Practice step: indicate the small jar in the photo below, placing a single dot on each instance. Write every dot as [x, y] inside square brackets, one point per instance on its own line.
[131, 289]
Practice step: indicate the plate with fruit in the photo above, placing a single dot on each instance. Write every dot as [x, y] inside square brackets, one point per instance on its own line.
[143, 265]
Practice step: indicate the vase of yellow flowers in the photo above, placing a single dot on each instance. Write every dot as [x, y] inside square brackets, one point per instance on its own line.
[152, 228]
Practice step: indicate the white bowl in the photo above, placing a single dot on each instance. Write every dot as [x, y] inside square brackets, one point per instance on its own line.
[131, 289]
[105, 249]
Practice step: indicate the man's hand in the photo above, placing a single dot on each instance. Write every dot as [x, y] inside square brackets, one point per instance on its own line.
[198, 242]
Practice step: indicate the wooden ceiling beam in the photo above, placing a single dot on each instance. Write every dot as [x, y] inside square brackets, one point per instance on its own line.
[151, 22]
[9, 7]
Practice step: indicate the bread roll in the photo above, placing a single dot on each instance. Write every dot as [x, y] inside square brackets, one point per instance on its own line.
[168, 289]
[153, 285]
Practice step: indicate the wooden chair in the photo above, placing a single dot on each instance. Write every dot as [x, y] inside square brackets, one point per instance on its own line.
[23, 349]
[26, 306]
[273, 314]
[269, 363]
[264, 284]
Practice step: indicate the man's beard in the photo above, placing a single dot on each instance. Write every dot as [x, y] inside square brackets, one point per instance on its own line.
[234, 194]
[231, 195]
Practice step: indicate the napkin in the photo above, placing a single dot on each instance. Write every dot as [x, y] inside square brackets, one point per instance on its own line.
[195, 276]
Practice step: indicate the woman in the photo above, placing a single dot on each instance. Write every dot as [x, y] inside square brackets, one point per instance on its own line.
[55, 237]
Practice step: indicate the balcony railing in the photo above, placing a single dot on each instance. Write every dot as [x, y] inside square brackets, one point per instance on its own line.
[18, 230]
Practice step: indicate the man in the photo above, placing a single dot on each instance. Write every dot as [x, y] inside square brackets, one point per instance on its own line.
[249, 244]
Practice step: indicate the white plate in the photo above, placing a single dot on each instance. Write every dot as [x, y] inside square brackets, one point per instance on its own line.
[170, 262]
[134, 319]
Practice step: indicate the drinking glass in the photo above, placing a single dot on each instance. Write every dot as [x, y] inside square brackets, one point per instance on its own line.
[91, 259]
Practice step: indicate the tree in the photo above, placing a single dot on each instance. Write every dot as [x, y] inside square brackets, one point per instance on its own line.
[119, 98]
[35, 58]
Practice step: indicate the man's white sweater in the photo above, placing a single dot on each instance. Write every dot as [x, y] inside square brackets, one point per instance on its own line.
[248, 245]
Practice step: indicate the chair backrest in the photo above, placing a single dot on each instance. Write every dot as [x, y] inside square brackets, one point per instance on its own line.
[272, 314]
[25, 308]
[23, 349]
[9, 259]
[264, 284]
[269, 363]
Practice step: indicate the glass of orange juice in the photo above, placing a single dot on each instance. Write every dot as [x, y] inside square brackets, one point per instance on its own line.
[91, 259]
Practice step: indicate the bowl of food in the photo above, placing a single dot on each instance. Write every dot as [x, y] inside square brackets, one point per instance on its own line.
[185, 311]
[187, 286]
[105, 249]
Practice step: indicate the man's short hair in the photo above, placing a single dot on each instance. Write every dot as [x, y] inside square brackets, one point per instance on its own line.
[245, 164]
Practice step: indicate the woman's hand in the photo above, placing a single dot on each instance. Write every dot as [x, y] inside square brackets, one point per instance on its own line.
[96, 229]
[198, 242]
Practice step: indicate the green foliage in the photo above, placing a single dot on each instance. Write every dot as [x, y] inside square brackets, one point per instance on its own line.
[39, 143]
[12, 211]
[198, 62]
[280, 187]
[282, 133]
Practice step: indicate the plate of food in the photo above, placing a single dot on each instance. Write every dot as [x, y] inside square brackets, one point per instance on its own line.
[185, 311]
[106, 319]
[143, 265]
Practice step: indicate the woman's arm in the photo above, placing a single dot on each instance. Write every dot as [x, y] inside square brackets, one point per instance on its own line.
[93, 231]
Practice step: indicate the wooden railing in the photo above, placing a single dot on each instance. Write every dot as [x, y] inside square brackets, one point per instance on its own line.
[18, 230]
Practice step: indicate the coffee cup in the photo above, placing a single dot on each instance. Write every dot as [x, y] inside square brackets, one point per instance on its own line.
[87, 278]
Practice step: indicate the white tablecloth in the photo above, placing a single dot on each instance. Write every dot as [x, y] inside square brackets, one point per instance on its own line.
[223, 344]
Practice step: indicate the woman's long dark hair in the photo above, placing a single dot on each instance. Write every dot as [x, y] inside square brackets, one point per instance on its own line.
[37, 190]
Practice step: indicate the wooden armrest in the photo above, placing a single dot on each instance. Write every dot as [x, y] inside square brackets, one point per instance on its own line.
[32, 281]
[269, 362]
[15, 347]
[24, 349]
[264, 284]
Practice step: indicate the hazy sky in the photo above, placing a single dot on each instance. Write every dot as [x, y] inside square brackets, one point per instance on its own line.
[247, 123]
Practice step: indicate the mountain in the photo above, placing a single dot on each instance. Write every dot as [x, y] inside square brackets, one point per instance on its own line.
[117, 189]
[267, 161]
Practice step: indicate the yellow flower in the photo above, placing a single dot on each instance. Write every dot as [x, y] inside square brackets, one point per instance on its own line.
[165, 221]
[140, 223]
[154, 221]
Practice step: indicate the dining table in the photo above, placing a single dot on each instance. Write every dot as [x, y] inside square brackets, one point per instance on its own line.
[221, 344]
==========
## [What is expected]
Reproduce every one of the records above word for word, with no changes.

## [Written answer]
Practice step: indicate the small jar in the photo below, placing a single dot on each instance. Write every dot as [x, y] inside square brackets, one point per instance on its own line.
[131, 289]
Practice step: indicate the plate with fruit in the photo above, placing a single dot on each instance. Write every dot as [x, y] inside square brackets, one point per instance on its own line.
[143, 265]
Practice step: indicate the vase of yellow flowers in the photo above, placing a single dot on each instance. Write every dot as [x, y] inside square brackets, one point per instance on its own line.
[152, 228]
Practice step: indicate the white bowl in the photo above, placing a single dot on each instance. Write every dot as [x, y] inside square brackets, one point per instance on its own line.
[131, 289]
[105, 249]
Practice step: indicate the man's hand in the photo above, placing a single dot on each instance. Write every dot as [x, y] inside square brackets, one point per instance on its own line.
[198, 242]
Practice step: indicate the wooden ceiling beam in the photo above, placing a single dot on each instance. Write every dot as [x, y] inside square brackets, one point per instance on its own line.
[151, 22]
[9, 7]
Practice step: indicate the bread roll in the photo above, placing a single dot on each instance. Write every dot as [x, y] inside square brackets, one point per instance on its own line.
[168, 289]
[153, 285]
Practice step: indicate the wooden chair in the photo above, placing a single dot on each instance. Write every dot as [x, y] inside square brackets, one point per instance on its own line.
[23, 349]
[26, 306]
[273, 314]
[269, 363]
[264, 284]
Practice step: indicate the man's beard in the photo above, placing a single dot on each instance. Write every dot as [x, y] inside square brackets, one point per instance on its own line.
[234, 194]
[231, 195]
Practice step: indicate the napkin in the photo above, placing a single dot on each instance. Write every dot as [x, y] inside square brackets, one point per instance on its own line.
[195, 276]
Practice step: indicate the woman in the photo above, placing a single dot on each instance. Write every dot as [x, y] inside square brackets, one point per instance on its own line.
[55, 237]
Practice step: indicate the balcony railing in the photo above, placing a single dot on each instance. Write every dot as [x, y] inside square brackets, one point per instance on its own line.
[18, 230]
Practice step: indicate the man in the photo above, placing a single dot on each instance. Write every dot as [x, y] inside square brackets, one point per instance on its own line.
[249, 244]
Practice step: indicate the white plate in the photo above, placing a single dot on each instance. Write every dot as [x, y] inside square brackets, one point per instance on its own line.
[170, 262]
[134, 319]
Practice step: indicate the drinking glass in the photo above, placing a single dot on each instance. Write every dot as [x, y] inside square brackets, one point per instance on its own line.
[91, 259]
Practice step: indicate the tree in the photo above, placing a single dot on each instance. Write every dot as [x, y] inside square brackets, one point per instance on its own line.
[119, 98]
[35, 58]
Practice step: indicate the man's white sweater in the photo above, placing a single dot on each instance. Write every dot as [x, y] inside square brackets, one point per instance on its own line.
[248, 245]
Practice step: indicate the chair backrest in the photo above, placing a single dot on each instance. Write every dot as [x, y] inside square brackets, one point per instance on its own line.
[272, 314]
[25, 308]
[23, 349]
[9, 259]
[264, 284]
[269, 363]
Practice step: indicate the glass of orange juice in the photo above, placing a single dot on each instance. Write every dot as [x, y] inside square brackets, one point per instance on its own line.
[91, 259]
Practice step: indicate the bowl of food in the photo above, placing a single dot on each instance. Write every dot as [x, y] inside square brackets, one point per instance on its own line.
[185, 311]
[187, 286]
[105, 249]
Practice step: indicate the man's short hair in the photo above, placing a single dot on each instance. Write every dot as [x, y] inside square brackets, one point per instance on its own line.
[245, 164]
Practice step: indicate the woman's hand in the photo above, placing a single dot on each instance. Write every dot as [x, y] inside square brackets, one point per instance on its own line.
[96, 229]
[198, 242]
Practice step: indicate the green foliage in the photo above, placing a single dot on each instance. Write every dot as [x, y] inside square brackets, one point per instance on its own line.
[39, 143]
[12, 211]
[198, 62]
[280, 187]
[282, 133]
Practice step: indicate the plate of food in the photo above, placing a single dot on each instance. Write every dot as [x, y] inside square brackets, one point per instance on its own line.
[185, 311]
[106, 319]
[143, 265]
Practice step: indicate the woman's arm in the photo above, placing a single dot on each instance. Write every dot as [x, y] inside square brackets, one point per instance on its own line.
[93, 231]
Practice step: indicate the wooden railing in the photo above, placing a single dot on each instance. Write every dot as [x, y] inside square brackets, one point per instance on its own line.
[18, 230]
Practice step: indicate the coffee cup in the photo above, placing a single dot on each instance. Write every dot as [x, y] inside square brackets, one point per instance on its own line.
[87, 278]
Practice step: indicate the white tablecloth in the photo above, placing a single dot on each instance. Write every dot as [x, y] inside square brackets, one point per instance on its own line.
[223, 344]
Practice step: indicate the woman's long dark hair in the photo above, placing a single dot on each instance. Write every dot as [x, y] inside square brackets, one point per instance on its own line.
[37, 190]
Practice step: indicate the wooden armrest in the photo above, placing a single dot on each instance. Write every dot as [x, y] inside square brackets, one point per instance on its own line.
[32, 281]
[269, 362]
[15, 347]
[24, 349]
[264, 284]
Practice step: indicate the hazy sky in the photo above, placing a single dot on each instance. Write every dot as [x, y] inside square brackets, one point per instance on its own line.
[247, 123]
Practice step: indicate the mountain in the photo above, placing a single dot on each instance. Write every dot as [x, y] inside square brackets, one point per instance on its own line.
[117, 189]
[267, 161]
Practice step: indicate the yellow flower in the photo above, placing a single dot on each instance. Write every dot as [x, y] inside square brackets, one point per instance on its own line.
[165, 221]
[140, 223]
[154, 221]
Practice step: indicate the dining table in the photo above, placing a single dot on each instance. Write every dot as [x, y] inside square brackets, one point per instance on its own line.
[221, 344]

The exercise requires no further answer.